--- BEGIN GIVEN RECORDS ---

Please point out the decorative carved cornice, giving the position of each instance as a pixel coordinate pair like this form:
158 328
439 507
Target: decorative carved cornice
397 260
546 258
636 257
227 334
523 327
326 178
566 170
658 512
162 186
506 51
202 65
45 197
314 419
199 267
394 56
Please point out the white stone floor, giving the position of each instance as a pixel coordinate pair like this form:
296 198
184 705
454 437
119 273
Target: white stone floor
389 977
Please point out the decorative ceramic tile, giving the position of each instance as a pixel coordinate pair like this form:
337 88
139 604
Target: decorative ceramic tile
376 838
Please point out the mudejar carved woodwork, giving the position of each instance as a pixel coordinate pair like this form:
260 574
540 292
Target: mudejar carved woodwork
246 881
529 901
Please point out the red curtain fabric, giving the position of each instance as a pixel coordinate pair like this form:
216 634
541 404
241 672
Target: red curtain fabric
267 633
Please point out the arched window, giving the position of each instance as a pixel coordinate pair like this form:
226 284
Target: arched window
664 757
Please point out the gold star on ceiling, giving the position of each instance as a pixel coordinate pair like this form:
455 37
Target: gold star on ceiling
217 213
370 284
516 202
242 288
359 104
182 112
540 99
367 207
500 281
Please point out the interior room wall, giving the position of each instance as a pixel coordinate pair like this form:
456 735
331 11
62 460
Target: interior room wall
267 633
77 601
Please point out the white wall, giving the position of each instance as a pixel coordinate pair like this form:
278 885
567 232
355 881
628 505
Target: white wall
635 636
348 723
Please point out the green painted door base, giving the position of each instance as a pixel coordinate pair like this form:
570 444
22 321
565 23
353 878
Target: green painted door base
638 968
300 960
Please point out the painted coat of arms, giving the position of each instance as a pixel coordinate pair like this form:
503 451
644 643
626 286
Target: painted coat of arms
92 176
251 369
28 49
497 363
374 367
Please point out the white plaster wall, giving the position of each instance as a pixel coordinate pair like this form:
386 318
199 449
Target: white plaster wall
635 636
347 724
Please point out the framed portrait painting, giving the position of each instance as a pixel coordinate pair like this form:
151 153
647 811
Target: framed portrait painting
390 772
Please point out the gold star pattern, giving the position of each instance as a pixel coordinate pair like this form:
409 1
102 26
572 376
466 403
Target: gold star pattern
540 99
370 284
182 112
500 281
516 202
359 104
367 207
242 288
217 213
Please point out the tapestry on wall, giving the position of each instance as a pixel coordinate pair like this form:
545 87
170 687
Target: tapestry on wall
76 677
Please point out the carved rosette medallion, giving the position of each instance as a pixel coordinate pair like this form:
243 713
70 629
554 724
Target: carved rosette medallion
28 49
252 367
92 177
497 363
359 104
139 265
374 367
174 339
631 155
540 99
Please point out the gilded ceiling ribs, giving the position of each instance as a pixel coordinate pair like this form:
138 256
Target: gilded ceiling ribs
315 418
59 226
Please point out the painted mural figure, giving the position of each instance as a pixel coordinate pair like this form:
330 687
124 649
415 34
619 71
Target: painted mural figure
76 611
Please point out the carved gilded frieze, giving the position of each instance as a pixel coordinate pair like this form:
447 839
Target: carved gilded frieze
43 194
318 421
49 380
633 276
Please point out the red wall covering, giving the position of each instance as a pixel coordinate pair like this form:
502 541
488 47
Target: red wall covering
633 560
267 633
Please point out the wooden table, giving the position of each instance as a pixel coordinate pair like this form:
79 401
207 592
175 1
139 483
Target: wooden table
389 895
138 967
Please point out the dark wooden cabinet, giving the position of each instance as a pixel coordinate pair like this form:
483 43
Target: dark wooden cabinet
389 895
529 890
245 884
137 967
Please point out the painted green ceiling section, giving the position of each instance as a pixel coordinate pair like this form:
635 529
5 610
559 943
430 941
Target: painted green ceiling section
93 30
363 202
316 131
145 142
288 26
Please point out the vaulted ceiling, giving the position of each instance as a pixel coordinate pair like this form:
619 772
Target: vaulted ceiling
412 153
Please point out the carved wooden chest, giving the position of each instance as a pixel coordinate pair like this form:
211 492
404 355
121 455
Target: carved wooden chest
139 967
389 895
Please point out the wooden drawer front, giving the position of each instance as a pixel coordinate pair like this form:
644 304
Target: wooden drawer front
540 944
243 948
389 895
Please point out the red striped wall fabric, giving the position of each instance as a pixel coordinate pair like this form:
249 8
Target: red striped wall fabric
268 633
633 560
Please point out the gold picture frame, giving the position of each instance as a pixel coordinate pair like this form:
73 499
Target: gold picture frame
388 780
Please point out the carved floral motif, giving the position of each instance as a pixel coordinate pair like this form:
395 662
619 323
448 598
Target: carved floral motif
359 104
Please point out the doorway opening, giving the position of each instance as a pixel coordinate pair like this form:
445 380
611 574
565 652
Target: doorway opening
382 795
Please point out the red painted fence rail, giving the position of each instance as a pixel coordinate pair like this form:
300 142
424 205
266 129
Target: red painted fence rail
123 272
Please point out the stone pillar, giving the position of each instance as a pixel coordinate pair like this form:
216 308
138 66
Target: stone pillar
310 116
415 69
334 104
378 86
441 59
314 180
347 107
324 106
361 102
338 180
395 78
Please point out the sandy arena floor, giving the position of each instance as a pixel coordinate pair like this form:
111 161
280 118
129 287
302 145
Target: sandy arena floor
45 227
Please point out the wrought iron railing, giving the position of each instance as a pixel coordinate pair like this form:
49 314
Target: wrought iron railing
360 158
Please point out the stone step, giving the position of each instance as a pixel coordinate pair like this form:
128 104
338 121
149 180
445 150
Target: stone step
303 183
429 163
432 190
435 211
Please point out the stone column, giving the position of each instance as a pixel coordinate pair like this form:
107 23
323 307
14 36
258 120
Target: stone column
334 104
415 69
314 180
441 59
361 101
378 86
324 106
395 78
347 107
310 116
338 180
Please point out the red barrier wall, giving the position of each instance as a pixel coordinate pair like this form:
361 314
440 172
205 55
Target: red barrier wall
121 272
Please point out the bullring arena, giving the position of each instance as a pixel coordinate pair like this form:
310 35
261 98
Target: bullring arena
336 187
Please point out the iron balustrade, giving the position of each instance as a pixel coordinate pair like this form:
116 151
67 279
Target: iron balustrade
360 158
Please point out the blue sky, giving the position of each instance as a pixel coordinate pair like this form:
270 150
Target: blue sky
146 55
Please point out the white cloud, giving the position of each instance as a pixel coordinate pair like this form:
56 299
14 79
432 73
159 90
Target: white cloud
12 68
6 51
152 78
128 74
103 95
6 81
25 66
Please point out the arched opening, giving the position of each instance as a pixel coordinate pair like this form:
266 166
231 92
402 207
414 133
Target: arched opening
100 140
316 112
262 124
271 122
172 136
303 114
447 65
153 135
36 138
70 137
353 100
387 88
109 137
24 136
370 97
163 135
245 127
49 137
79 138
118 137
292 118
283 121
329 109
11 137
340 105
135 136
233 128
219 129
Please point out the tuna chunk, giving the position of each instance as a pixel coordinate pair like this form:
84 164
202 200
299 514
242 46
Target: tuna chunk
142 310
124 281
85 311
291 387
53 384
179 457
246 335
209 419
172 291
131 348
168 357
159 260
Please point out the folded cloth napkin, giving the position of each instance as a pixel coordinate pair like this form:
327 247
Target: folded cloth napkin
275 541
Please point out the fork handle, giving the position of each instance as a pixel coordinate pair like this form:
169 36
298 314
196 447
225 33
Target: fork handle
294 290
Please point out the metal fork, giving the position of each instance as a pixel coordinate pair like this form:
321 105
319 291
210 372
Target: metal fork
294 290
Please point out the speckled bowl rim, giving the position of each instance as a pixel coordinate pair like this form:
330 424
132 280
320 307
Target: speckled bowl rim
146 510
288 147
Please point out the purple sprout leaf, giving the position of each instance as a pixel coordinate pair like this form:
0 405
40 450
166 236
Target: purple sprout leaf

--- END GIVEN RECORDS ---
--- BEGIN GIVEN RECORDS ---

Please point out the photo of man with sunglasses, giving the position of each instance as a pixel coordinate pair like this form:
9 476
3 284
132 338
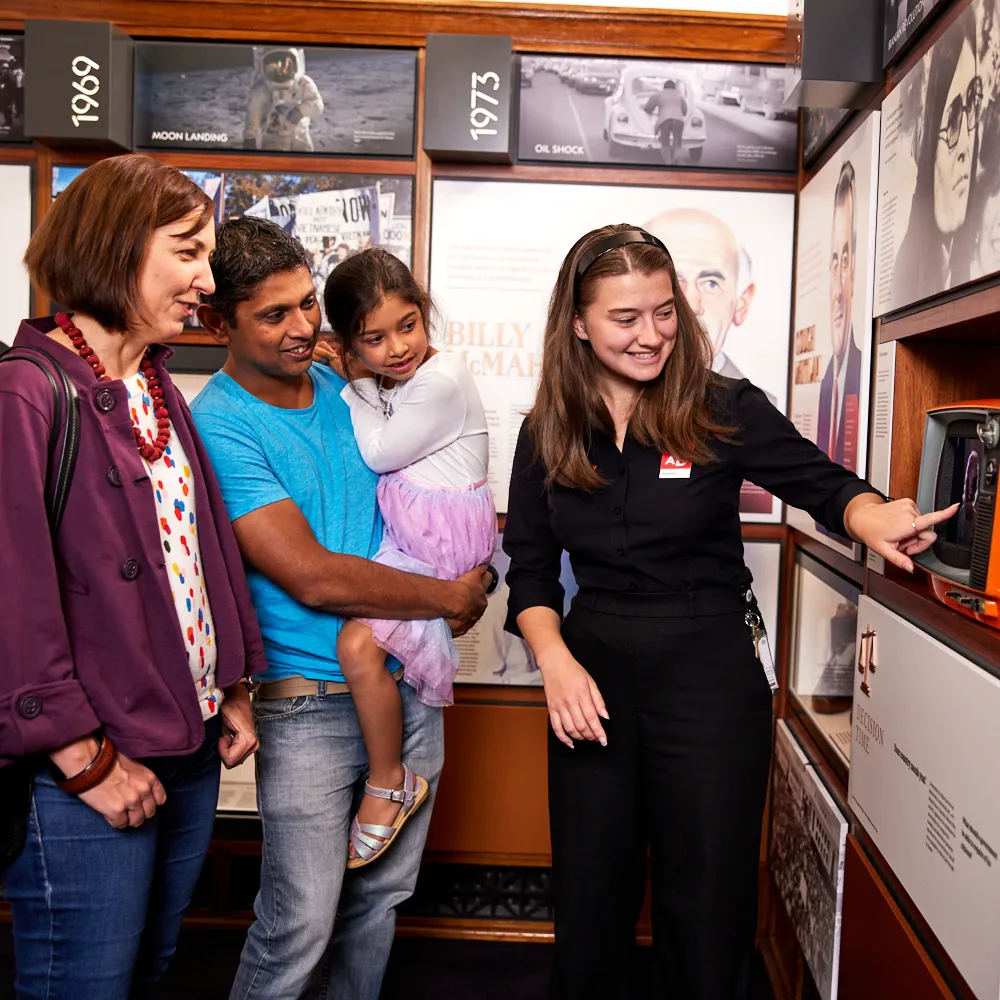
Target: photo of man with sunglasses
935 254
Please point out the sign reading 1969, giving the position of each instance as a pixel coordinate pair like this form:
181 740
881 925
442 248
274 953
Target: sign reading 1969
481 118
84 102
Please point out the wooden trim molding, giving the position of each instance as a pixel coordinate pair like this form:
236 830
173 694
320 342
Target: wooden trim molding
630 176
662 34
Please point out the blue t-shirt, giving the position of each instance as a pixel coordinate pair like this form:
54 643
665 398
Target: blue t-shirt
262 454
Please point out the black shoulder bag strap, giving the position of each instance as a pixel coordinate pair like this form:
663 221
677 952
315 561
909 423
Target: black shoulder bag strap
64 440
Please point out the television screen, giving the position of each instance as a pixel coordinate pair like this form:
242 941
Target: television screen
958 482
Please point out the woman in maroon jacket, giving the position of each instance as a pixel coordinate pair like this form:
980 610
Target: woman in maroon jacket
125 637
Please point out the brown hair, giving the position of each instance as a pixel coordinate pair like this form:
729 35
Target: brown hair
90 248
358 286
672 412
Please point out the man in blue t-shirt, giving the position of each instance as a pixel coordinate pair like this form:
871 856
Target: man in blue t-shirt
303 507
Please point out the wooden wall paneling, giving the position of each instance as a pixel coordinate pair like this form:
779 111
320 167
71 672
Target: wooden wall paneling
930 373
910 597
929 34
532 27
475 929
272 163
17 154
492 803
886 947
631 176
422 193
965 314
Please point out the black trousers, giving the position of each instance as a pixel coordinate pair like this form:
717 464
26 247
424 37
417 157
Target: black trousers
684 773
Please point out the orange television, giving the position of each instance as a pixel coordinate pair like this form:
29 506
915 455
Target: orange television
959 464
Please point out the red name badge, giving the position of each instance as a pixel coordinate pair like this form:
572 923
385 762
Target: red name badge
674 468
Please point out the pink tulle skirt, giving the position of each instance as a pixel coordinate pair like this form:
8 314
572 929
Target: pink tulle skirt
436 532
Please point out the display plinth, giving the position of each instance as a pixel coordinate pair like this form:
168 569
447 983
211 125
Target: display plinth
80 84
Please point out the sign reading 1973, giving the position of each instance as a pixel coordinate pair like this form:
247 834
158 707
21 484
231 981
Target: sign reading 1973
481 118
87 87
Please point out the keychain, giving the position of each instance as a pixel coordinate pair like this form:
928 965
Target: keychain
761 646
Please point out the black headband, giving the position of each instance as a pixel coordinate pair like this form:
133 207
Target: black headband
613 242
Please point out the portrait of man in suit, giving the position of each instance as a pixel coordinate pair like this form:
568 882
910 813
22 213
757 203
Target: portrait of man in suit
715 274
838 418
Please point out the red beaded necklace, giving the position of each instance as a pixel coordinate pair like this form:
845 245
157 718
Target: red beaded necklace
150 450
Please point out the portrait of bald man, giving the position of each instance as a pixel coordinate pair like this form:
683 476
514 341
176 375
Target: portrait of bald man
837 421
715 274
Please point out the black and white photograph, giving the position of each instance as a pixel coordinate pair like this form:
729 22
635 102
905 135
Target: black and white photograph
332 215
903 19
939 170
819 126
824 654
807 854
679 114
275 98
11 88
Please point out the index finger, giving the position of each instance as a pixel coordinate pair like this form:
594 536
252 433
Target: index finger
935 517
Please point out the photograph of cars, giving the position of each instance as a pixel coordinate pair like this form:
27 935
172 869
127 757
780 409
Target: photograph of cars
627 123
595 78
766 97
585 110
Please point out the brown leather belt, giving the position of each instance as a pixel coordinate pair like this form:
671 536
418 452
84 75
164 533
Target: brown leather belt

--- END GIVEN RECORDS ---
--- BEGIN GIVEN RECORDS ---

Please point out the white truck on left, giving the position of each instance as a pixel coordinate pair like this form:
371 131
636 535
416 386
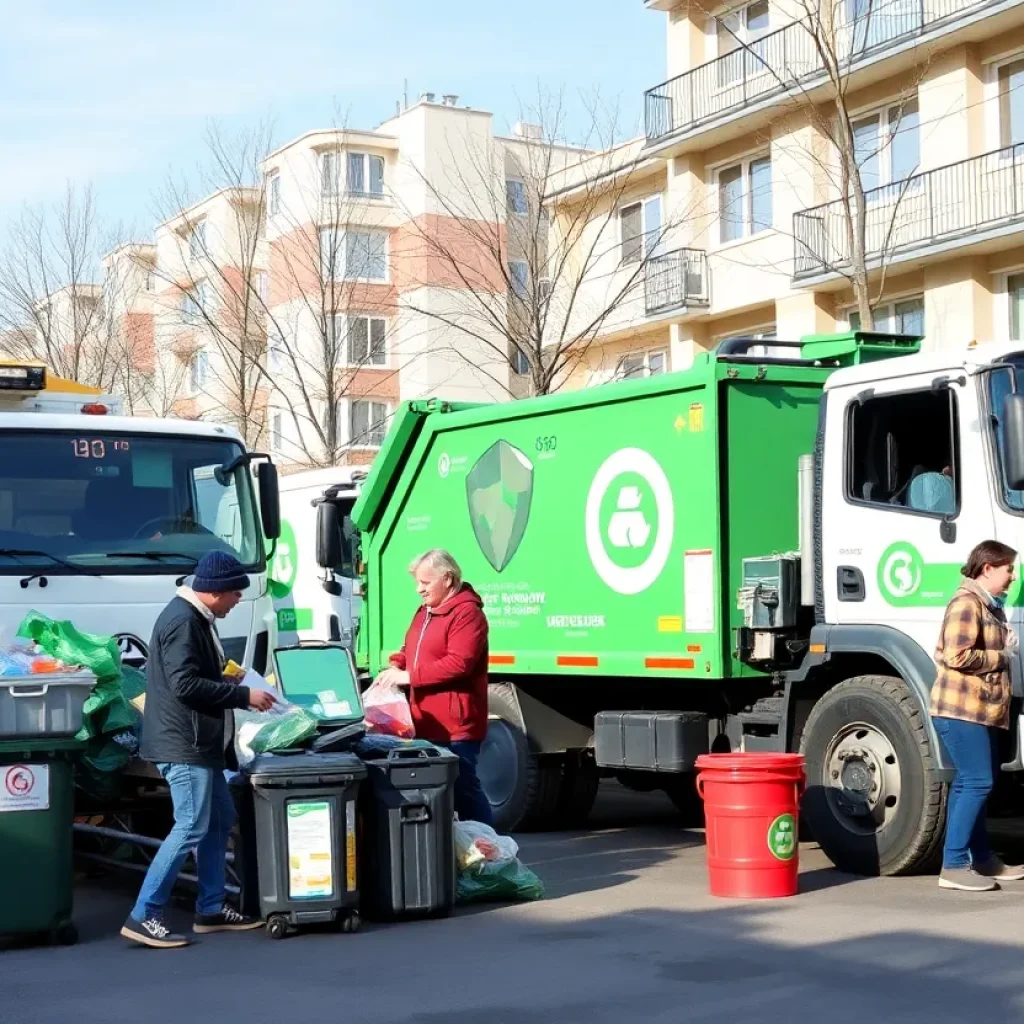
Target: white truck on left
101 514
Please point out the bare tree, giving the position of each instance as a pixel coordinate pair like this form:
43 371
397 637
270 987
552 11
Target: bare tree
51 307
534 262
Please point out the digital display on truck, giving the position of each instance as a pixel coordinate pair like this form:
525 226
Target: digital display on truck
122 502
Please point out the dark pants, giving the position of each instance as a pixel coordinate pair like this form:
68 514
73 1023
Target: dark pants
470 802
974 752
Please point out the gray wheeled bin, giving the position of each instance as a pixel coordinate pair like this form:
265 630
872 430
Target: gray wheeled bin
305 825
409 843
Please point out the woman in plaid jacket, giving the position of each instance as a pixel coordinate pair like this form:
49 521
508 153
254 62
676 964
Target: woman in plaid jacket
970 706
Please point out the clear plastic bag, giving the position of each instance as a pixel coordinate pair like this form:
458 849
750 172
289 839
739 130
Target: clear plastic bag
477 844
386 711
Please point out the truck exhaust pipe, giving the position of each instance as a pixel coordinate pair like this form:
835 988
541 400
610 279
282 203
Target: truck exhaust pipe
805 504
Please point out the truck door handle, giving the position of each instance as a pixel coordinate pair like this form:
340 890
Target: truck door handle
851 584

--- END GIVEN RECORDS ---

TASK DETAILS
In the part of the listing that begins with the line containing "Please point out the brown leather" and ends with the line containing "Target: brown leather belt", swap "leather" for "canvas" and write out those lines again with everything else left as it is.

OUTPUT BELOW
Please point out the brown canvas belt, giving the position of each instance as a pixel coordinate pair like this form:
671 536
418 452
84 75
164 533
Target: brown canvas belt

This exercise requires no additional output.